* **Extrait**

● ● ● ● ● ● ●

Ce que le retrait de Syrie de Trump révèle vraiment

 17.février.2019 //  LES CRISES 

 

Une sage décision est accueillie par des dénonciations, de l’obstruction, de vision impériale, et encore plus de dénigrement de la Russie.

Par Stephen F. Cohen

09 janvier 2019 

 

Le président Trump avait tort en prétendant que les États-Unis ont détruit l’État islamique en tant qu’État territorial dans une grande partie de la Syrie – la Russie et ses alliés l’ont fait – mais il a raison en proposant de retirer quelque 2 000 soldats américains de ce pays ravagé par la guerre. Le petit contingent américain ne permet pas de mener un combat décisif ou d’atteindre un objectif stratégique à moins qu’il ne serve à contrecarrer les négociations de paix actuellement en cours sous la direction de la Russie ou à servir de tête de pont pour une guerre américaine contre l’Iran. Pire encore, sa présence représente un risque constant que des militaires américains soient tués par les forces russes opérant également dans cette zone relativement restreinte, transformant ainsi la nouvelle guerre froide en un conflit brûlant, même par inadvertance. Que Trump comprenne ou non ce danger, sa décision, si elle est réellement mise en œuvre – on y résiste farouchement à Washington – rendra les relations américano-russes, et donc le monde, un peu plus sûres.

● ● ● ● ● ● ●

* **Consigne**
Poursuivez l'article ci-dessus sur le retrait des troupes américaines de Syrie, à partir de sa dernière phrase.

Extraits de données d'annotation de lieux
● ● ● ● ● ● ●

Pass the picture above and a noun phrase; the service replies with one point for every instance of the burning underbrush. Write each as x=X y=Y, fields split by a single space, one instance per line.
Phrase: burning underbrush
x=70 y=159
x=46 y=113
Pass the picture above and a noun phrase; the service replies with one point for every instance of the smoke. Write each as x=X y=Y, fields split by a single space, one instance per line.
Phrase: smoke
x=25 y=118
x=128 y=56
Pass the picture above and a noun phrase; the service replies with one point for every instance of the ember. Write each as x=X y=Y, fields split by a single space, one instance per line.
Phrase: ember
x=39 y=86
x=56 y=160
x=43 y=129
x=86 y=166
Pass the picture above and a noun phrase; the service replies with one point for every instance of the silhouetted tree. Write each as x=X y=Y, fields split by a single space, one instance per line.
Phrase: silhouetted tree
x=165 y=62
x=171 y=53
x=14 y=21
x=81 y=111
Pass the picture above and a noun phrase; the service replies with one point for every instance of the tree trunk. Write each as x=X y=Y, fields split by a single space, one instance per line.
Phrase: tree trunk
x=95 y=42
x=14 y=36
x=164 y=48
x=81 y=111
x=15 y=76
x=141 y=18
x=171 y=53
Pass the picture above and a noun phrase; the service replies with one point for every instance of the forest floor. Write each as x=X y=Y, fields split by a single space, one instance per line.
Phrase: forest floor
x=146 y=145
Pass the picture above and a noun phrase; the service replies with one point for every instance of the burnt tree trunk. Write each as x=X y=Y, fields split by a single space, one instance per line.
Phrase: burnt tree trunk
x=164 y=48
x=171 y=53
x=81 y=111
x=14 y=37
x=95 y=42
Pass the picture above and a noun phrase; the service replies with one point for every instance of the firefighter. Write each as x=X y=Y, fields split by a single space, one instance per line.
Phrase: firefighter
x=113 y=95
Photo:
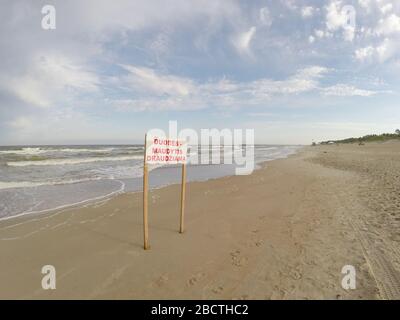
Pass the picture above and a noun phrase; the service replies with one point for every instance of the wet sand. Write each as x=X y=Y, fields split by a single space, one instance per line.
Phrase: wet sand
x=284 y=232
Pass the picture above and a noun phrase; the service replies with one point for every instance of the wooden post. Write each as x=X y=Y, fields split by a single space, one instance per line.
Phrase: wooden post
x=183 y=190
x=145 y=199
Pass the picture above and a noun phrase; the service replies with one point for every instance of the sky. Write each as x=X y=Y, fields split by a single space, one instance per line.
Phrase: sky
x=294 y=71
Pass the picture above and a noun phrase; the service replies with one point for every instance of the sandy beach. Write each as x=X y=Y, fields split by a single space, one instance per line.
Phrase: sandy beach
x=284 y=232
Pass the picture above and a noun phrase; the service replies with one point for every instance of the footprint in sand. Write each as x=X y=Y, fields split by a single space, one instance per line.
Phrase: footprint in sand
x=196 y=278
x=237 y=259
x=161 y=280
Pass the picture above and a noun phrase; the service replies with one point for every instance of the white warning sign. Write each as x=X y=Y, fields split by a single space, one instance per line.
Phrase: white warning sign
x=161 y=150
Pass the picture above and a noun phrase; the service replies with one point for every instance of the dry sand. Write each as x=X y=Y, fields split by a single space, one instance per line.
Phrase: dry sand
x=284 y=232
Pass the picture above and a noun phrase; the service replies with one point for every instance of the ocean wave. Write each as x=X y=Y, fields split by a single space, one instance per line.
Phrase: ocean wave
x=72 y=161
x=31 y=184
x=23 y=151
x=39 y=150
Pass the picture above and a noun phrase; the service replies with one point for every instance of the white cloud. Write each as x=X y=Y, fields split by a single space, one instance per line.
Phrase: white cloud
x=50 y=78
x=387 y=49
x=307 y=12
x=169 y=92
x=340 y=17
x=386 y=8
x=363 y=54
x=365 y=4
x=243 y=40
x=147 y=80
x=343 y=90
x=389 y=25
x=265 y=17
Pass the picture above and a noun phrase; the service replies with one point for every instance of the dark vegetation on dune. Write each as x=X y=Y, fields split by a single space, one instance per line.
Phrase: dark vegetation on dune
x=368 y=138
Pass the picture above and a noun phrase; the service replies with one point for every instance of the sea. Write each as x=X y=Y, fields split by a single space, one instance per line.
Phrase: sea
x=38 y=179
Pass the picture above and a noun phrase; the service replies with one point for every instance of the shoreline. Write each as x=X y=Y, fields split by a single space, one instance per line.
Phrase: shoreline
x=111 y=195
x=283 y=232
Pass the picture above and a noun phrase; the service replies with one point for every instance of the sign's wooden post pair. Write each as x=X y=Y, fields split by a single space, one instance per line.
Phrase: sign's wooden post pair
x=160 y=150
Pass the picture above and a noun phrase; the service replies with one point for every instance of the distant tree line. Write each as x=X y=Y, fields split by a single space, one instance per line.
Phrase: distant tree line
x=367 y=138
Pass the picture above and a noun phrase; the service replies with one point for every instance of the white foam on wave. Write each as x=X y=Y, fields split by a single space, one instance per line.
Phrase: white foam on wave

● ● ● ● ● ● ●

* **Résultat**
Néanmoins, la décision de Trump au sujet de la Syrie, associée à son ordre de réduire de moitié les forces américaines en Afghanistan, a été « condamnée », comme l’a rapporté le New York Times, « par toutes les tendances idéologiques », par « la gauche et la droite ». L’analyse de ces condamnations, en particulier dans le New York Times et le Washington Post qui façonnent l’opinion publique et lors des séquences interminables (et largement mal informées) de MSNBC et CNN, révèle une fois encore la pensée alarmante qui est profondément ancrée dans le milieu bipartite américain des médias politiques et de la communication.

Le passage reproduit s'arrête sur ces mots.